Each line of the listing below must be set down exactly.
----------
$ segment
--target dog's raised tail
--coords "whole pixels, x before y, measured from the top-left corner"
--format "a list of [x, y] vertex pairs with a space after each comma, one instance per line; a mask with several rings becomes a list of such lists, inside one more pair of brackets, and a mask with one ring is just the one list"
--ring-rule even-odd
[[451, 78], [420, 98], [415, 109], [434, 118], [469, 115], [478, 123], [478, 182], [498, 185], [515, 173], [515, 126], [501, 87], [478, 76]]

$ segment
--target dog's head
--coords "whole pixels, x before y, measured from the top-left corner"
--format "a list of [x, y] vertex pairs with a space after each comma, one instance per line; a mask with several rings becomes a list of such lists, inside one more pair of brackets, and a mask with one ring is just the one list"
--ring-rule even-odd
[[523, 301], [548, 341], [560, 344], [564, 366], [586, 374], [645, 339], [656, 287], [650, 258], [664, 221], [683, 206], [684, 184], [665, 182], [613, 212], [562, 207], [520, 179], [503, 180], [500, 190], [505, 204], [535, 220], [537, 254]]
----------
▶ _Your solution_
$ segment
--target dog's raised tail
--coords "whole pixels, x before y, measured from the top-left corner"
--format "a list of [x, y] vertex pairs with a space after each comma, one instance per line; a mask with several rings becomes a list of such lists, inside one more pair of brackets, and a mask with one ring is just the one list"
--ring-rule even-odd
[[451, 78], [420, 98], [415, 109], [434, 118], [469, 115], [478, 123], [478, 182], [498, 185], [515, 173], [515, 126], [501, 87], [478, 76]]

$ segment
--target dog's head
--coords "whole pixels, x before y, measured from the top-left corner"
--format "a list of [x, y] vertex pairs with a space after each comma, one instance per line; a mask with several rings becomes a list of such lists, inside one more pair of brackets, and a mask with one ring is just the one list"
--ring-rule even-odd
[[523, 301], [548, 341], [560, 344], [564, 366], [586, 374], [645, 339], [656, 287], [650, 258], [664, 221], [683, 206], [684, 184], [665, 182], [613, 212], [562, 207], [520, 179], [503, 180], [500, 190], [505, 204], [535, 220], [537, 254]]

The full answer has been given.